Extract provided:
== Segment start ==
Workers who belong to one of the federal health plans that offer coverage for therapeutic (elective) abortions will be able to have government-paid abortions this year despite administration attempts to limit coverage to situations where the mother's life is in danger.

In the final hours of the lame-duck Congress, legislators and lobbyists favoring unrestricted abortions got weary Senate-House conferees to drop language in the continuing resolution that would have barred nonemergency abortions this year from the Federal Employee Health Benefits Program (FEHBP).

That stopgap funding bill allows agencies without approved budgets to operate through Sept. 30, the end of this fiscal year.

The FEHB--which covers nearly half the people in metropolitan Washington--paid $116 million for 17,000 abortions in 1981, the last year for which figures are available.

Beginning that year, the Office of Personnel Management attempted to eliminate nonemergency abortions from the FEHBP as part of a program to reduce benefits, and thereby cut costs to the government. Uncle Sam pays anywhere from 40 percent to 70 percent of his employes' health insurance premiums.

Nationwide, more than 9.2 million federal employes, family members and retirees are covered by the FEHBP, the nation's biggest group insurance plan. Despite cost-cutting attempts, premiums jumped an average 31 percent last year and rose 24 percent this January.

In the effort to cut costs--and in response to congressional and administration pressure--many of the 130-plus plans in the FEHB have dropped nonemergency abortion benefits in the last several years.
== Segment end ==
Point-per-instance localization data
== Segment start ==
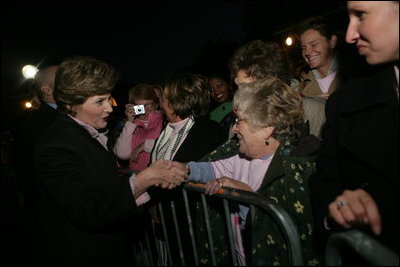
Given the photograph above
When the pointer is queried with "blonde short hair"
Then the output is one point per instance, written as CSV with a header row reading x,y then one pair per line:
x,y
271,102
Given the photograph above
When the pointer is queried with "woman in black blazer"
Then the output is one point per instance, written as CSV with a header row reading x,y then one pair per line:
x,y
85,209
357,179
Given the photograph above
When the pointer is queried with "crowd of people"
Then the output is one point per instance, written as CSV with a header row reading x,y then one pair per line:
x,y
322,145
== Segment end ==
Exercises:
**1)** In the article on federal employee abortion coverage, why did the Office of Personnel Management try to remove nonemergency abortions from the FEHBP? Answer in one to three sentences.
**2)** Please pick up the article on federal employee abortion coverage after its final sentence and continue it.
The listing has no connection to the article on federal employee abortion coverage.

Expected responses:
**1)** The Office of Personnel Management tried to remove them as part of a program to reduce benefits. The aim was to cut the government's costs, since it pays 40 to 70 percent of its employees' health insurance premiums.

**2)**
However, at least six union-backed FEHBP plans (the American Federation of Government Employees, National Treasury Employees Union, National Federation of Federal Employees, American Postal Workers Union, National Association of Letter Carriers, Rural Letter Carriers) plus a number of health maintenance organizations still offer abortion coverage.

But language added to the continuing resolution last year by key Senate and House committees would have banned nonemergency abortion payments by the FEHBP starting this month.

Congress-watchers say that AFGE lobbyist Kim Parker followed the antiabortion rider through the Senate and House, finding friends on various conference committees who struck the antiabortion language from the final version of the resolution that passed just before Christmas.

What it all means is that plansthat offered benefits for therapeutic abortions this year will now be able to honor those benefits.